-- START --

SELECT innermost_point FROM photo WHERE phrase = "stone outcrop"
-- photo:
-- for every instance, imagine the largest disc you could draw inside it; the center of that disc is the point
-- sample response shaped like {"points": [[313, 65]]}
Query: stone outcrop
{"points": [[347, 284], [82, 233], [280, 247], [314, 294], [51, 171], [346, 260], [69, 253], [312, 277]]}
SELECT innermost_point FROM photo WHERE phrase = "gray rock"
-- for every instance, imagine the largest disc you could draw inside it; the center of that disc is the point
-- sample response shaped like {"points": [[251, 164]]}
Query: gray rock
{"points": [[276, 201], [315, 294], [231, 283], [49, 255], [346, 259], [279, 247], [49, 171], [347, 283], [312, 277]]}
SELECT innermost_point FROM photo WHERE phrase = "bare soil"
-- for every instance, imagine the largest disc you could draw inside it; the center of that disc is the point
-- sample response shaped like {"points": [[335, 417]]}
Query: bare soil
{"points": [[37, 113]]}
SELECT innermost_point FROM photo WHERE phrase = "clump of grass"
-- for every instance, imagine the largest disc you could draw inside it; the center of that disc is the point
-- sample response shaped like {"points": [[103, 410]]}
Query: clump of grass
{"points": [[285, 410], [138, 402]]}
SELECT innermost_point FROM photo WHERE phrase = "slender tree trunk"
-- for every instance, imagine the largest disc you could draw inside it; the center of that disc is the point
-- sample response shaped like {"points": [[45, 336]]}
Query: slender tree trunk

-- END --

• Brief:
Pull out each record as written and restate it exactly.

• Answer to the task:
SELECT innermost_point FROM photo WHERE phrase = "stone outcrop"
-- photo:
-- for every instance, imagine the largest disc you could draw inside it; the center of that disc is the point
-- sample response shaped like {"points": [[313, 65]]}
Query: stone outcrop
{"points": [[347, 284], [82, 233], [280, 247], [314, 294], [51, 171], [346, 260], [69, 253], [312, 277]]}
SELECT innermost_point FROM photo WHERE phrase = "gray rock"
-- for every instance, imagine the largest disc you could draw inside it; the center of that disc is the point
-- sample response shaped like {"points": [[251, 164]]}
Query: gray rock
{"points": [[276, 201], [315, 294], [231, 283], [49, 255], [346, 259], [279, 247], [49, 171], [347, 283], [312, 277]]}
SELECT innermost_point FROM photo WHERE phrase = "bare soil"
-- for every instance, imagine the largest disc you could draw inside it; the center of that disc is the point
-- sample response shaped like {"points": [[335, 417]]}
Query: bare soil
{"points": [[37, 113]]}
SELECT innermost_point FROM photo WHERE phrase = "clump of grass"
-- for every instance, imagine the largest disc you could draw inside it; the center of that disc is the point
-- sample response shaped like {"points": [[103, 410]]}
Query: clump of grass
{"points": [[285, 410], [138, 402]]}
SELECT innermost_point FROM photo WHERE phrase = "slender tree trunk"
-- for every instance, imagine the largest disc you could draw inside it; the center of that disc is the point
-- sample response shaped like {"points": [[45, 336]]}
Query: slender tree trunk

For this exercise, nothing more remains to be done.